ENTRIES SUPPLIED.
start

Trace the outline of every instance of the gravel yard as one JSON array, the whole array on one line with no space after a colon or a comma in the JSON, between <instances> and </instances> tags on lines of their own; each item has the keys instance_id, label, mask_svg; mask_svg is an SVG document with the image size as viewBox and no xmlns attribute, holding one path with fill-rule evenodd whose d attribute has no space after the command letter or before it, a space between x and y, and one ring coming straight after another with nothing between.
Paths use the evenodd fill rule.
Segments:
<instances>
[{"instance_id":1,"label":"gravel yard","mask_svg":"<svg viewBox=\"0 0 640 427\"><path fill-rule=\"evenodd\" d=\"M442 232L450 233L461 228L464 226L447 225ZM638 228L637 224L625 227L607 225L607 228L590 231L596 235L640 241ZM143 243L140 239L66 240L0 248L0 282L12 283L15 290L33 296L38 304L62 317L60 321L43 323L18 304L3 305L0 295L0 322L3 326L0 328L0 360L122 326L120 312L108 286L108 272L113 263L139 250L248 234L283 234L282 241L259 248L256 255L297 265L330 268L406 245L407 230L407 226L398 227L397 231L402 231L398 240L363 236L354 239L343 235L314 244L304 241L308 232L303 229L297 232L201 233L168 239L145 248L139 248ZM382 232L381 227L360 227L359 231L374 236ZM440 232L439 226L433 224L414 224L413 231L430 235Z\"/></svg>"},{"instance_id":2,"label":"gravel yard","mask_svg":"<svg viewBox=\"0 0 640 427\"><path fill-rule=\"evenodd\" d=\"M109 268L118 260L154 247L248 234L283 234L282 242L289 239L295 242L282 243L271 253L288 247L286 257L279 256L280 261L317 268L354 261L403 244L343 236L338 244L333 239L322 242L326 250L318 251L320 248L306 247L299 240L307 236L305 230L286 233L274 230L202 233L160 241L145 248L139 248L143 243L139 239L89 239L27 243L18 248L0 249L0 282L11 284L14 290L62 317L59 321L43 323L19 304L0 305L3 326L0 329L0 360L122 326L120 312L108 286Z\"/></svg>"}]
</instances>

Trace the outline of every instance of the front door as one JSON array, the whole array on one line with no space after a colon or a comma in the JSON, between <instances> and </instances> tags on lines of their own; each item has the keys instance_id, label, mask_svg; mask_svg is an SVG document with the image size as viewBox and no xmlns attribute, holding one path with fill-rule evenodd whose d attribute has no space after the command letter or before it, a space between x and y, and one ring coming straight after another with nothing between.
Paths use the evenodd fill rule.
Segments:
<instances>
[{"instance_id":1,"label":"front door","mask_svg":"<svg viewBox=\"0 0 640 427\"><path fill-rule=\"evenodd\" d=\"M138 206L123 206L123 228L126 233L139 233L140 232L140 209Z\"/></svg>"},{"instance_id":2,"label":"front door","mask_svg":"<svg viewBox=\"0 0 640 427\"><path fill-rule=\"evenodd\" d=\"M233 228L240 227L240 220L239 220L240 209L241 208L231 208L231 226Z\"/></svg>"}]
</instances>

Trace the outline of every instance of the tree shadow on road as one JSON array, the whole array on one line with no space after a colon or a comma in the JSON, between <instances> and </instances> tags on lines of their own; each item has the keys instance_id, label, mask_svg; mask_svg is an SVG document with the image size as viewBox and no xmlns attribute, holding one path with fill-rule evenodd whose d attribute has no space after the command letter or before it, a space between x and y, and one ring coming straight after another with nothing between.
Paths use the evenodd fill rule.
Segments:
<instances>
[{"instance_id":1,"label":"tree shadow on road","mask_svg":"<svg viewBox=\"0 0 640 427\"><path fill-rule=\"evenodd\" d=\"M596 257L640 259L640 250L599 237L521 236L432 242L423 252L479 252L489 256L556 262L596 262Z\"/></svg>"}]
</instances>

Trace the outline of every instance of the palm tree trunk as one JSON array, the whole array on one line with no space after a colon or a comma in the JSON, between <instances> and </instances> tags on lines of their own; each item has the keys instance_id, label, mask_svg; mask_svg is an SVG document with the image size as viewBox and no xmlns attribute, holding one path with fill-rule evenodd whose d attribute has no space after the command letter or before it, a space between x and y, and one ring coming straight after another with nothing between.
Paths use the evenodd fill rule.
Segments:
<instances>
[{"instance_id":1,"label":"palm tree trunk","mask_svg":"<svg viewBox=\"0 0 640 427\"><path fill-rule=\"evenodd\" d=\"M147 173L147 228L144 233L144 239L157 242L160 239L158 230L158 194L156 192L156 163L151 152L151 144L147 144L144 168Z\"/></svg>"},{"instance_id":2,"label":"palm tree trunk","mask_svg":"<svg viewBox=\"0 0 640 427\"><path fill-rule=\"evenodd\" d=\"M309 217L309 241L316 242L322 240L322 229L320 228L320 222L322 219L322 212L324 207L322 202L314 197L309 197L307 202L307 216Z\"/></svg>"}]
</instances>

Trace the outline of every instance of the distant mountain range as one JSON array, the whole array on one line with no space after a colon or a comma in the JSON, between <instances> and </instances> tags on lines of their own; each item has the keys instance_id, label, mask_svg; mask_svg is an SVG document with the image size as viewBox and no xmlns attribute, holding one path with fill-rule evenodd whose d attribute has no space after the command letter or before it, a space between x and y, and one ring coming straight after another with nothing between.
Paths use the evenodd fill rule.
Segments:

end

GIVEN REQUEST.
Each record above should be repeated exactly as it appears.

EXERCISE SOLUTION.
Trace the outline of every instance of the gravel yard as one JSON array, the whole array on one line with no space after a colon or a comma in the JSON, between <instances> and </instances> tags on lines of their own; each item has the keys instance_id, label, mask_svg; mask_svg is an SVG document with the image size as viewBox and no xmlns attribute, holding one path with fill-rule evenodd whose d attribute has no space after the command letter or before it, a space between x and y, and one ring coming straight after another with nothing between.
Paths use the evenodd fill rule.
Segments:
<instances>
[{"instance_id":1,"label":"gravel yard","mask_svg":"<svg viewBox=\"0 0 640 427\"><path fill-rule=\"evenodd\" d=\"M442 232L450 233L461 228L464 226L447 225ZM638 228L637 224L625 227L607 225L607 228L590 231L596 235L640 241ZM143 243L140 239L66 240L0 248L0 282L12 283L15 290L33 296L38 304L62 317L60 321L43 323L18 304L3 305L0 295L0 322L3 326L0 328L0 360L122 326L120 312L108 286L108 272L113 263L139 250L248 234L283 234L282 241L259 248L256 255L297 265L330 268L406 245L407 230L407 226L398 227L397 231L402 231L398 240L363 236L354 239L343 235L314 244L304 241L308 232L303 229L297 232L201 233L168 239L145 248L139 248ZM382 232L381 227L360 227L359 231L374 236ZM440 232L439 226L433 224L414 224L413 231L430 235Z\"/></svg>"},{"instance_id":2,"label":"gravel yard","mask_svg":"<svg viewBox=\"0 0 640 427\"><path fill-rule=\"evenodd\" d=\"M109 268L118 260L154 247L248 234L283 234L282 242L289 239L295 242L282 243L271 253L288 247L286 257L279 256L280 261L317 268L354 261L403 244L343 236L338 244L333 239L322 242L326 250L318 251L320 248L306 247L299 240L307 236L305 230L286 233L274 230L202 233L160 241L145 248L139 248L143 243L139 239L89 239L27 243L18 248L0 249L0 282L11 284L14 290L62 317L59 321L43 323L19 304L0 305L3 326L0 329L0 360L122 326L120 312L108 286Z\"/></svg>"}]
</instances>

Trace the outline of every instance of the front door as one JSON array, the whole array on one line with no space after a colon or a comma in the JSON, between <instances> and </instances> tags on lines of their own; each item has the keys instance_id, label, mask_svg; mask_svg is an SVG document with the image size as viewBox and no xmlns attribute, holding one path with fill-rule evenodd whose d attribute has no space after the command letter or before it, a space between x and y, and one ring coming straight after another with nothing between.
Paths use the evenodd fill rule.
Segments:
<instances>
[{"instance_id":1,"label":"front door","mask_svg":"<svg viewBox=\"0 0 640 427\"><path fill-rule=\"evenodd\" d=\"M138 206L123 206L123 228L126 233L139 233L140 232L140 209Z\"/></svg>"},{"instance_id":2,"label":"front door","mask_svg":"<svg viewBox=\"0 0 640 427\"><path fill-rule=\"evenodd\" d=\"M233 228L240 227L240 220L239 220L240 209L241 208L231 208L231 226Z\"/></svg>"}]
</instances>

Trace the outline of every instance of the tree shadow on road as one JSON array, the whole array on one line with no space after a colon or a comma in the JSON, between <instances> and </instances> tags on lines of their own; each item has the keys instance_id, label, mask_svg; mask_svg is an SVG document with the image size as viewBox and no xmlns attribute, holding one path with fill-rule evenodd whose d attribute has no space after the command letter or before it, a space between x and y, and one ring coming straight after another with nothing between.
Paths use the evenodd fill rule.
Segments:
<instances>
[{"instance_id":1,"label":"tree shadow on road","mask_svg":"<svg viewBox=\"0 0 640 427\"><path fill-rule=\"evenodd\" d=\"M596 257L640 259L640 250L599 237L521 236L432 242L423 252L479 252L489 256L556 262L596 262Z\"/></svg>"}]
</instances>

Trace the outline of every instance of the palm tree trunk as one JSON array, the whole array on one line with no space after a colon or a comma in the JSON, between <instances> and </instances> tags on lines of their own; each item has the keys instance_id, label, mask_svg; mask_svg is an SVG document with the image size as viewBox and no xmlns attribute, holding one path with fill-rule evenodd whose d attribute has no space after the command letter or before it, a space between x and y, and one ring coming straight after another with nothing between.
Paths use the evenodd fill rule.
Segments:
<instances>
[{"instance_id":1,"label":"palm tree trunk","mask_svg":"<svg viewBox=\"0 0 640 427\"><path fill-rule=\"evenodd\" d=\"M147 173L147 228L144 233L144 239L157 242L160 239L158 230L158 194L156 192L156 163L151 152L151 144L147 144L144 168Z\"/></svg>"},{"instance_id":2,"label":"palm tree trunk","mask_svg":"<svg viewBox=\"0 0 640 427\"><path fill-rule=\"evenodd\" d=\"M309 217L309 241L316 242L322 240L322 229L320 228L320 222L322 219L322 212L324 207L322 202L314 197L309 197L307 202L307 216Z\"/></svg>"}]
</instances>

Trace the outline of every instance of the distant mountain range as one JSON array, the whole array on one line with no space after a colon or a comma in the JSON, between <instances> and </instances> tags on lines of their own; each item has the keys instance_id, label, mask_svg; mask_svg is an SVG document with the image size as viewBox and no xmlns attribute, holding one path with fill-rule evenodd whose d attribute has no space after the command letter or before it, a space between x and y, and one ring coming straight after another with nothing between.
Paths use the evenodd fill rule.
Segments:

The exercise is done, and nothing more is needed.